WHAT THE EXERCISE ASKS – Give the part of the material that opens with the line containing "Help me locate the horse's back" and runs through the end of the material as a numbered list, leaving out any blank lines.
========================================================================
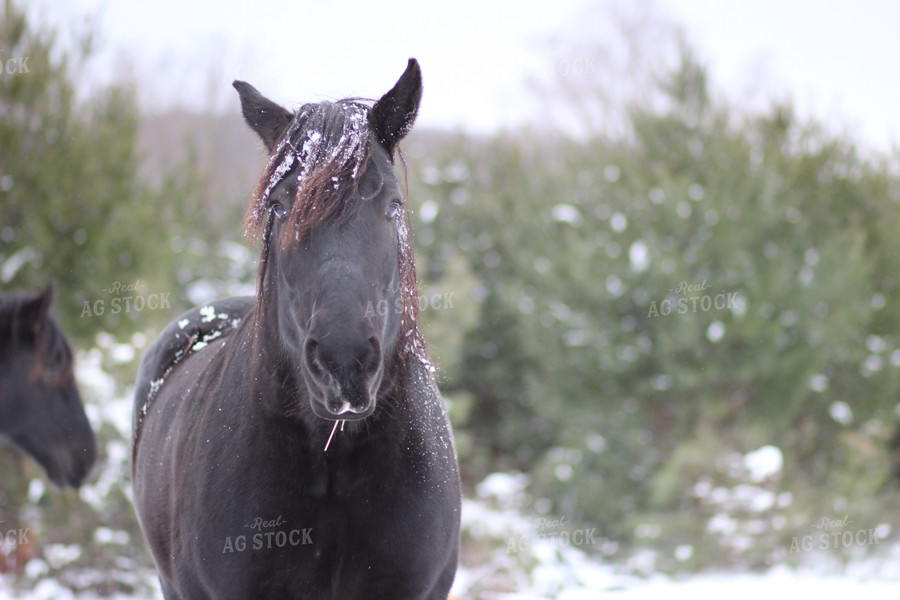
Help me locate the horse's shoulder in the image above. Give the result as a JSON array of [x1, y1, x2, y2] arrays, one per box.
[[135, 296, 256, 414]]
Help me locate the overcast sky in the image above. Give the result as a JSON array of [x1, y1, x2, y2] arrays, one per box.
[[31, 0, 900, 148]]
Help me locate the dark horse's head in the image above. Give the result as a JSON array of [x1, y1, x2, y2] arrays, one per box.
[[234, 59, 424, 421], [0, 285, 95, 487]]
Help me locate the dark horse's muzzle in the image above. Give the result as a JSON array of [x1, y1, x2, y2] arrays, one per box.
[[303, 325, 383, 421]]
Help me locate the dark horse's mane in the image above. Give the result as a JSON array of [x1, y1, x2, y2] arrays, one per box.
[[244, 98, 430, 364], [0, 295, 75, 387]]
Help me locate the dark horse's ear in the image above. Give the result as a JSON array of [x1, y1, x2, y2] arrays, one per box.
[[19, 282, 56, 333], [370, 58, 422, 156], [231, 81, 294, 152]]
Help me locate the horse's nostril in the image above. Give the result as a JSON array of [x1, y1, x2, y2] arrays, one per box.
[[305, 338, 324, 376], [363, 336, 381, 375]]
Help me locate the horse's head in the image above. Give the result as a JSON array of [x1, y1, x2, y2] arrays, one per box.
[[0, 285, 95, 487], [235, 59, 422, 421]]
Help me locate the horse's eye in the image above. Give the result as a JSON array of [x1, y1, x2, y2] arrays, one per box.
[[384, 200, 403, 219]]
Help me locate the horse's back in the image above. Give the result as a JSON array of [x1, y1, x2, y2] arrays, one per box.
[[134, 296, 256, 429]]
========================================================================
OUTPUT FOR THIS EXERCISE –
1. Help me locate the horse's back in the image above. Give the result as a JSON array of [x1, y1, x2, y2] arrays, one per box.
2. [[134, 296, 256, 429]]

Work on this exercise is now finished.